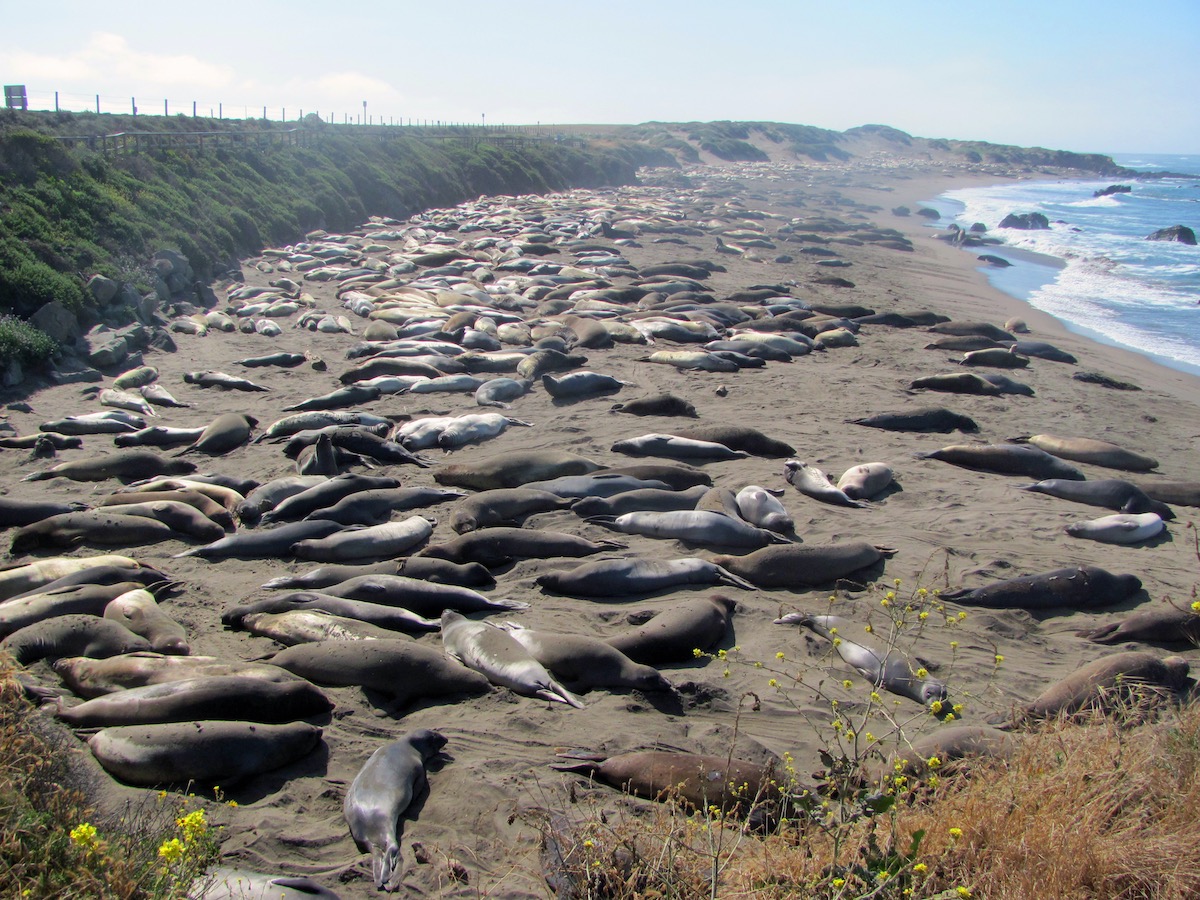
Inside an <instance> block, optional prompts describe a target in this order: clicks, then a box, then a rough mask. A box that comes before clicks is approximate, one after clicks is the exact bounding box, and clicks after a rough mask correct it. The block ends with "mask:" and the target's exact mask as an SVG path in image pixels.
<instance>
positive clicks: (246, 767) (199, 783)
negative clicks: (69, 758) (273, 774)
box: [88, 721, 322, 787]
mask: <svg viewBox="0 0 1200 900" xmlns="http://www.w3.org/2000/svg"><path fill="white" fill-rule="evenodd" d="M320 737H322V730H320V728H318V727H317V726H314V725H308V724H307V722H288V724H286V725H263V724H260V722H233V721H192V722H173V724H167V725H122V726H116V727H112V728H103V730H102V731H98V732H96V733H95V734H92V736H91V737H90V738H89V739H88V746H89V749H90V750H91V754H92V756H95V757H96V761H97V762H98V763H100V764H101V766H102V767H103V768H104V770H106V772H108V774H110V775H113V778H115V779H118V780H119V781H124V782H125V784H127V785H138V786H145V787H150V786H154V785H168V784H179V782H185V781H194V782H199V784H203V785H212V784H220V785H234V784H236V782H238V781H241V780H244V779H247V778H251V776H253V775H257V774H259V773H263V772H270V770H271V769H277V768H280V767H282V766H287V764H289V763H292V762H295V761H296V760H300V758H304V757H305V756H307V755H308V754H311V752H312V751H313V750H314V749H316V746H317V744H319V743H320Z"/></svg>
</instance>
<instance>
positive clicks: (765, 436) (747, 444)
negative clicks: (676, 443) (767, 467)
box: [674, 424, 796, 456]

•••

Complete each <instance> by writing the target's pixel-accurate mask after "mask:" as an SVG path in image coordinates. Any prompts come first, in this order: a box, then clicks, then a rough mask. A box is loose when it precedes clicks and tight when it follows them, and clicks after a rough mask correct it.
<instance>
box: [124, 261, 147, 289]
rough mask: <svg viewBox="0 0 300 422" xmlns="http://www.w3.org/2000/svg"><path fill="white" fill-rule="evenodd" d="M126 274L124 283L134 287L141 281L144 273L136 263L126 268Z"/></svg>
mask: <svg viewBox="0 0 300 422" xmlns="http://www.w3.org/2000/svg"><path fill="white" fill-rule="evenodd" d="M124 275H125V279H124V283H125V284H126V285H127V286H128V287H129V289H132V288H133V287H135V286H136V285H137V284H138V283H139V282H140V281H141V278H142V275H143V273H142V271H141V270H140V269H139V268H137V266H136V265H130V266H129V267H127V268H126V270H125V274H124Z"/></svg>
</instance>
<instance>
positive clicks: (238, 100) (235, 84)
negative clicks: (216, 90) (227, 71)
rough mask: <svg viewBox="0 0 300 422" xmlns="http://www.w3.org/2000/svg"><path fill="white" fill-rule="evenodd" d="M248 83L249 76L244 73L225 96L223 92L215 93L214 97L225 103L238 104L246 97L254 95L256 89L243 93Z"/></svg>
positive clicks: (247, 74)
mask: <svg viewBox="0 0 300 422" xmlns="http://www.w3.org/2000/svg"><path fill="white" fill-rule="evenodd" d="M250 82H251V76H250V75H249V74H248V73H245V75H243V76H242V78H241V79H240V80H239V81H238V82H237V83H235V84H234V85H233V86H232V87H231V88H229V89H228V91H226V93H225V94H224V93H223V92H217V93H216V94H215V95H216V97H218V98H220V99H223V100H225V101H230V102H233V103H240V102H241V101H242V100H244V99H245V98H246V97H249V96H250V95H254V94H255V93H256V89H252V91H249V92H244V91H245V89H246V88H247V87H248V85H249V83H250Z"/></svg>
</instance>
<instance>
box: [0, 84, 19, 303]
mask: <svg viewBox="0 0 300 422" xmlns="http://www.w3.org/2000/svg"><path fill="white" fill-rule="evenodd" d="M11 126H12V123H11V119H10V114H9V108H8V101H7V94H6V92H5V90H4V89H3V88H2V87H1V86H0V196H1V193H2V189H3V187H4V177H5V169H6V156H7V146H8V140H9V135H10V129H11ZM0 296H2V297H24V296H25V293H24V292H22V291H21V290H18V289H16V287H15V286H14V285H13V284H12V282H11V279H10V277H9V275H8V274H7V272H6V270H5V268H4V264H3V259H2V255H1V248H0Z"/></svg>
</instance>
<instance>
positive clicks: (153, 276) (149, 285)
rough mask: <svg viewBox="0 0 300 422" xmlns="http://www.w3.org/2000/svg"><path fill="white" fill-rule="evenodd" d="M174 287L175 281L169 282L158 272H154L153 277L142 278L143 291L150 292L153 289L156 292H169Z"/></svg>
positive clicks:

•••

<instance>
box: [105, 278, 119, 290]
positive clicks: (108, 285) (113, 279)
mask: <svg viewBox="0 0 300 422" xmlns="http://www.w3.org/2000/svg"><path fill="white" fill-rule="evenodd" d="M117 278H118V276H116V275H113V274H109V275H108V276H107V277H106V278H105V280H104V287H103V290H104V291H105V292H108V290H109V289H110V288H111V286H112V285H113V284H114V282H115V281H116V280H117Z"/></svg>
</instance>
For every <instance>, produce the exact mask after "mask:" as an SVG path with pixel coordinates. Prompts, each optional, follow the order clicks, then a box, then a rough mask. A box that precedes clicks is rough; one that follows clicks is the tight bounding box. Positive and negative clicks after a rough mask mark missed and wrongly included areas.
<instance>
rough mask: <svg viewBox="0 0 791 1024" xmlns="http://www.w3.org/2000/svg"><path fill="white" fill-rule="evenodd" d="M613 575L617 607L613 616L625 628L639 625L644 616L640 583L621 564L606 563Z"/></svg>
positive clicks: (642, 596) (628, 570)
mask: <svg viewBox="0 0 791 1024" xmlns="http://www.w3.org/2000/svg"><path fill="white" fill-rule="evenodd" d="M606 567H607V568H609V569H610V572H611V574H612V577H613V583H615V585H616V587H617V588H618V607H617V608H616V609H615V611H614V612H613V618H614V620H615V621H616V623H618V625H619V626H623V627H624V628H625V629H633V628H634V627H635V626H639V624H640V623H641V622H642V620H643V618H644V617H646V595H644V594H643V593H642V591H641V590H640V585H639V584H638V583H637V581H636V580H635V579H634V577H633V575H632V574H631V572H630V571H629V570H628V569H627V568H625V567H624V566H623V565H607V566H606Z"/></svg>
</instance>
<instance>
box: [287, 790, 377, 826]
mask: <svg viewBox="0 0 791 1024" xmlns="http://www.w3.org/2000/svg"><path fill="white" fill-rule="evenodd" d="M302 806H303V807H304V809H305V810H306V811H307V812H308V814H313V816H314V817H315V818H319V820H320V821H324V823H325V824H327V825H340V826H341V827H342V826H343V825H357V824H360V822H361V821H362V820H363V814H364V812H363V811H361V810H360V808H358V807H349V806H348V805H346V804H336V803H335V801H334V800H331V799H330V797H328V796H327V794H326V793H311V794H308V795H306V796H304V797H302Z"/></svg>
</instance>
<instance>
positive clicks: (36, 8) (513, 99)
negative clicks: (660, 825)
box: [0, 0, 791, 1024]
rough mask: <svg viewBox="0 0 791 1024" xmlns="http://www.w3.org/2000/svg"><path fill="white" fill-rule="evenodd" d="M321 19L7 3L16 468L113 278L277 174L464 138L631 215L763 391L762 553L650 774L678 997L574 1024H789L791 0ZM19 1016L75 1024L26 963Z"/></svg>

•••

* _Assignment_:
Above are the entries. Copy exactly the part that opens with the line containing "Inside an <instance>" and closes with the line containing "negative clicks: (69, 758) (273, 774)", and no more.

* _Exercise result_:
Inside an <instance> block, optional prompts describe a target in this order: clicks, then a box, then a rough mask. A box that comes before clicks is approximate, one after clicks is the exact bounding box, and clicks after a rough mask correct it. The block ends with "mask:" and the target's exact mask as an SVG path in image pixels.
<instance>
positive clicks: (246, 767) (199, 783)
negative clicks: (69, 758) (273, 774)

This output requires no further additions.